Trecho da página:
------------------------------------------------------------

Não é a primeira vez que eu acompanho, de longe, um momento de apreensão e sofrimento no Rio Grande do Sul. Eu havia acabado de me mudar para Nova York quando a pior onda da covid atingiu o Estado, em abril de 2021. Lembro da tensão quando alguém da família adoecia, da preocupação com os amigos e conhecidos que foram parar no hospital, da aflição pela chegada de uma vacina que – opus magnum do negacionista militante que ocupava a Presidência da República – ainda não estava disponível.
Com as enchentes tem sido diferente, ainda que a tristeza, a sensação de impotência e a indignação sejam muito parecidas. (Quando as águas baixarem, vamos ter que falar seriamente sobre negacionismo climático e sobre como essa praga se manifesta na esfera pública e privada no Brasil, do descaso na manutenção de uma bomba de água à flexibilização das leis que protegem o meio ambiente.) Desta vez, o céu desabou sobre nós como um golpe, não ao longo de semanas e meses. O choque talvez seja ainda mais brutal porque, desde o início, a enchente produziu registros dilacerantes. Não apenas fotos e vídeos amadores, mas também muitas imagens aéreas, captadas por drones. A enchente de 1941 é lembrada até hoje por algumas fotos em preto e branco. A de 2024 ficará registrada por centenas, talvez milhares, de vídeos. Os dramas individuais e coletivos vazaram, em diferentes dimensões, para todos os lados. Nada ficou seco.

------------------------------------------------------------

Material fornecido:
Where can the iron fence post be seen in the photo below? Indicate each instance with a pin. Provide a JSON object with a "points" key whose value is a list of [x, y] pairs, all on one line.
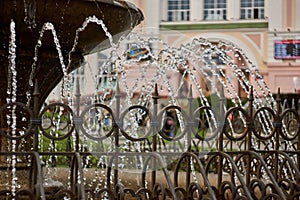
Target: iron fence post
{"points": [[155, 98]]}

------------------------------------------------------------

Conjunto de tarefas:
- A) Segundo o trecho sobre as enchentes no Rio Grande do Sul, em que mês e ano a pior onda da covid atingiu o Estado?
- B) Traduza para o inglês esta frase do trecho sobre as enchentes no Rio Grande do Sul: "A enchente de 1941 é lembrada até hoje por algumas fotos em preto e branco."
- C) Transcreva o trecho sobre as enchentes no Rio Grande do Sul entre "Não é a primeira" e "não estava disponível.", inclusive.

Soluções das tarefas:
- A) Em abril de 2021.

- B) The 1941 flood is still remembered today through a few black-and-white photos.

- C)
Não é a primeira vez que eu acompanho, de longe, um momento de apreensão e sofrimento no Rio Grande do Sul. Eu havia acabado de me mudar para Nova York quando a pior onda da covid atingiu o Estado, em abril de 2021. Lembro da tensão quando alguém da família adoecia, da preocupação com os amigos e conhecidos que foram parar no hospital, da aflição pela chegada de uma vacina que – opus magnum do negacionista militante que ocupava a Presidência da República – ainda não estava disponível.